Provided text:
[Start of section]

Genus of flowering plants

Guiera is a flowering plant genus in the family Combretaceae. Guiera senegalensis is the only known species in the genus, found in Tropical Africa in dry areas from Senegal to Sudan (requiring much sunlight and light dry soil). The plant produces the tannin 3,4,5-Tri-O-galloylquinic acid and several alkaloids of the harmane family.

== Uses ==
The plant as a whole is often decorative, however the leaves are known as a medicinal 'cure-all' in Africa: It is known for being hypotensive, antidiarrhetic, anti-inflammatory, and helpful for coughs.

Its bark yields a marketable gum; its branches are used for baskets, framework, and fences; its roots for toothpicks; and its smoke repels flies.

[End of section]

Questions to answer:
1. From the Guiera text, list every medicinal property or benefit attributed to the leaves.
2. Answer these from the Guiera text:
(a) What family does the genus belong to?
(b) What tannin does the plant produce?
(c) What are the roots used for?
3. Extend the Guiera text with a further passage that follows on from its last sentence.
The material that follows isn't needed for any of this work.

Dataset content:
[Start of section]

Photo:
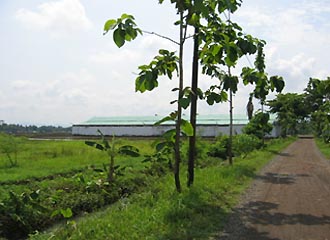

[End of section]

Answers for the exercise:
1.
- Hypotensive
- Antidiarrhetic
- Anti-inflammatory
- Helpful for coughs

2.
(a) Combretaceae
(b) 3,4,5-Tri-O-galloylquinic acid
(c) Toothpicks

3.
== Ecology ==
Guiera is a pioneer species, spread via animal dispersal and grows well in impoverished soil.

It is an indicator species of overgrazed land.

==Water pump==
Guiera naturally "pumps" water to the surface in a process called hydraulic lift or hydraulic redistribution (HR): When grown as a companion plant with millet and other thirsty crops, excess water drawn up by Guiera senegalensis’ deep roots during the night is excreted and becomes available to the surrounding crop, dramatically increasing the yield in the case of millet.